Answer these questions from the court excerpt:
1. On which two dates did Commissioner Cassar send letters to Access Law?
2. What did Mr Chang and Mr Tran submit that the Secretary of the DJCS was?
3. Into how many simple propositions did senior counsel for Mr Chang say the five grounds of appeal boil down?

[START TEXT SHOWN]

5. Having regard to the history of the proceeding, and in light of the actual, imputed or constructive knowledge of the Secretary, the Commissioner and the Deputy Commissioner, the Tribunal failed to properly exercise its review function, and thereby erred in law, when it dismissed the appellants’ application without having regard to the documents the subject of the request and without requiring that a list of the relevant documents be furnished to the appellants.
In written submissions, among other things, Mr Chang and Mr Tran –
(a) sought to rely upon certain statutory provisions in support of contentions directed to ‘actual, imputed or constructive knowledge’; and
(b) also submitted that the Secretary of the DJCS was a ‘corporation sole’.
For their part, the DJCS and OCPC submitted, among other things, that –
(a) no such arguments had been raised in the Tribunal; and
(b) no evidence had been led in the Tribunal in respect of the asserted ‘corporate structure’ of the DJCS.
At the hearing, senior counsel for Mr Chang indicated that the five stated grounds of appeal ‘boil down’ to what he described as ‘two simple propositions’, namely –
the Department of Corrections [sic: DJCS], the Secretary [of the DJCS], or the Commissioner [Cassar] knew of the pending amendments, knew of the application [by Mr Chang], and owed a duty to deal with the applications prior to the amendment.[48]
[48]Transcript (‘T’) 4.
Senior counsel thereafter directed attention to the letters sent by Commissioner Cassar to Access Law on 24 September 2018 and 11 February 2019 and contended that –
Now, cutting though all the wordage that I’ve managed to put into the documents, it cannot be contended, as a matter of logic, that the Commissioner for Corrections did not know of the proposed amendments to the Corrections Act. There is no evidence that Commissioner Cassar knew, but how could amendments to the Corrections Act be brought into existence without the person administering the Corrections Act, whose subordinates were dealing with the drafting authorities, not know that the amendment was in the wings?[49]
[49]T6. I should note that counsel for the defendant took issue with the contention that the Corrections Commissioner, as opposed to the Secretary of the DJCS, had functions and powers in respect of the operation of the Corrections Act 1986 (Vic): T28.
In light of the above –
(a) the essence of the ‘boiled down’ argument came to be that Commissioner Cassar had ‘actual knowledge’ of Mr Chang’s application and the ‘pending amendments’;[50] and
(b) the argument that ‘the Department is a structured organisation constituting a corporation’ was unnecessary.[51]
[50]T7-8 and T28. In the course of argument, senior counsel contended that such knowledge was ‘almost’ a matter of res ipsa loquitur.

[END TEXT SHOWN]
[START RECORD SET]

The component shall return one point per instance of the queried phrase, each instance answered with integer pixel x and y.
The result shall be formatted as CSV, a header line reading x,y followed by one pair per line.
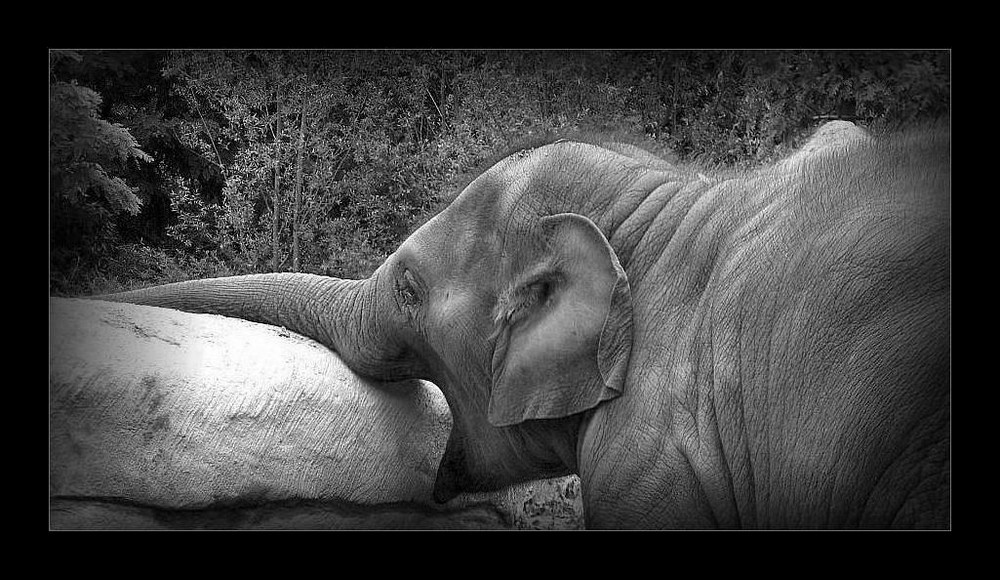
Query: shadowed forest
x,y
170,165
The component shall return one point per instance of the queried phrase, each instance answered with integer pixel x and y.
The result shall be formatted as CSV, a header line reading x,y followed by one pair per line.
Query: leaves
x,y
194,134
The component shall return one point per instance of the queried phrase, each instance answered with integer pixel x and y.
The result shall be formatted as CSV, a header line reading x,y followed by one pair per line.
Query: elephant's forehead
x,y
522,183
500,206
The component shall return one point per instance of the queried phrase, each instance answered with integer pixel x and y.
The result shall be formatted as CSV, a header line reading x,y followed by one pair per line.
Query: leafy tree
x,y
323,161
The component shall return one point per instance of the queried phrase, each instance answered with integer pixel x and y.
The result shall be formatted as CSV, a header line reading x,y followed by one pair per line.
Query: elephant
x,y
763,348
161,419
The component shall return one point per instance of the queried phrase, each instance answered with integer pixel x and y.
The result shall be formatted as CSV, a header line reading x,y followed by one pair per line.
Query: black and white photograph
x,y
499,289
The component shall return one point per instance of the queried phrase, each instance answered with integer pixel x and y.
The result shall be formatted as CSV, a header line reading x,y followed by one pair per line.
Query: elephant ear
x,y
564,327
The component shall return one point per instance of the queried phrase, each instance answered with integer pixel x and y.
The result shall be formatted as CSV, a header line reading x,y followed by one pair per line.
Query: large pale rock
x,y
164,419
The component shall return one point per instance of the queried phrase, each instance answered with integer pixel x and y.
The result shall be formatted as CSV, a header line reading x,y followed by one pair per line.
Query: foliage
x,y
174,164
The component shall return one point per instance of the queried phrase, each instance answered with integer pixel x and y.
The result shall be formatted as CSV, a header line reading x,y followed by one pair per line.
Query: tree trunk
x,y
296,208
275,215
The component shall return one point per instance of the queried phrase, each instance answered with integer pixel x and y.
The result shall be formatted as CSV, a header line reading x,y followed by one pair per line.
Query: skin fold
x,y
756,349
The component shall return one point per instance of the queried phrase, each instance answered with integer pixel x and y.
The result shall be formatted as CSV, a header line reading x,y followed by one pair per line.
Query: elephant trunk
x,y
341,314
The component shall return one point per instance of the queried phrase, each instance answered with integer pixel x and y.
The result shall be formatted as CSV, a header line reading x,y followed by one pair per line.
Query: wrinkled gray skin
x,y
767,349
160,419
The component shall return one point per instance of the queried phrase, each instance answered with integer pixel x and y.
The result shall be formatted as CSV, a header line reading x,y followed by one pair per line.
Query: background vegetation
x,y
168,165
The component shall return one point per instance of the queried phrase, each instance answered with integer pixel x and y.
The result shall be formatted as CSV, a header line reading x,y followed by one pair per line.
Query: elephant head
x,y
518,310
776,315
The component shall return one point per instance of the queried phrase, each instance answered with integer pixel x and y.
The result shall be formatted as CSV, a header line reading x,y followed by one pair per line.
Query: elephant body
x,y
762,349
161,419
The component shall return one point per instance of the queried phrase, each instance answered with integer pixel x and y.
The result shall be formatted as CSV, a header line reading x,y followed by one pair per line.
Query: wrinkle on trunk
x,y
340,314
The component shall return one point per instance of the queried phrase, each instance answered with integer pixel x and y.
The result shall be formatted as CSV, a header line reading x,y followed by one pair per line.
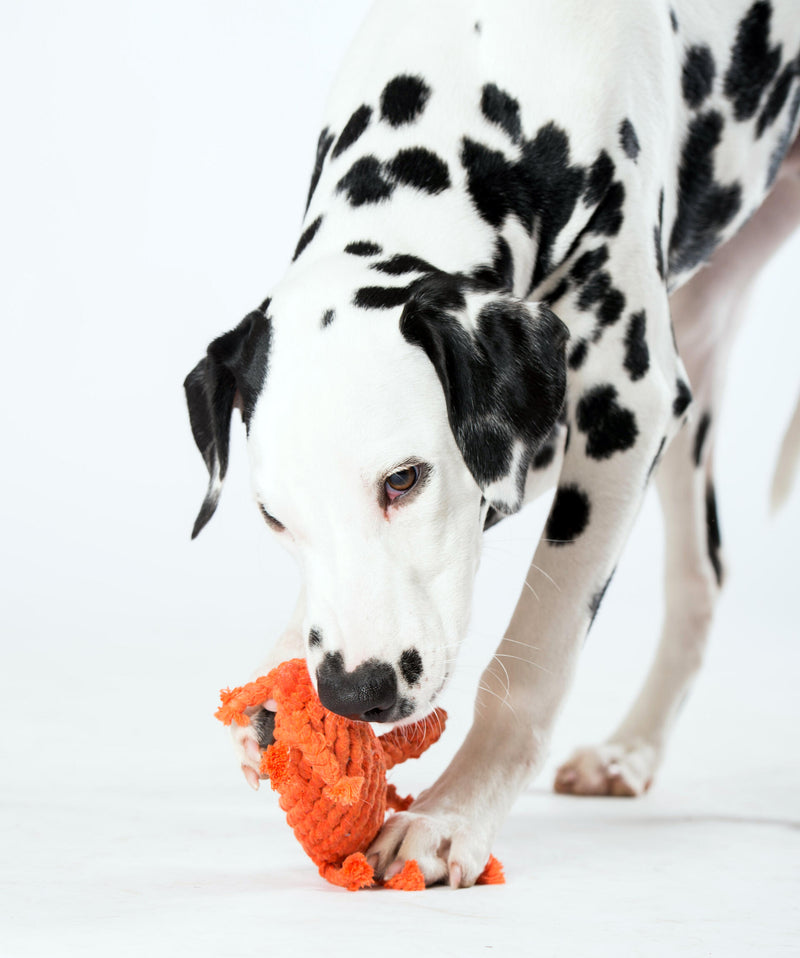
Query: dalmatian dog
x,y
529,235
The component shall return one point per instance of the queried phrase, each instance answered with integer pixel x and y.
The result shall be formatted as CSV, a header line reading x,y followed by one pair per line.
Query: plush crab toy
x,y
330,773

[END RECORD SET]

**WRITTEN ANSWER**
1. 24 September 2018 and 11 February 2019
2. A 'corporation sole'
3. Two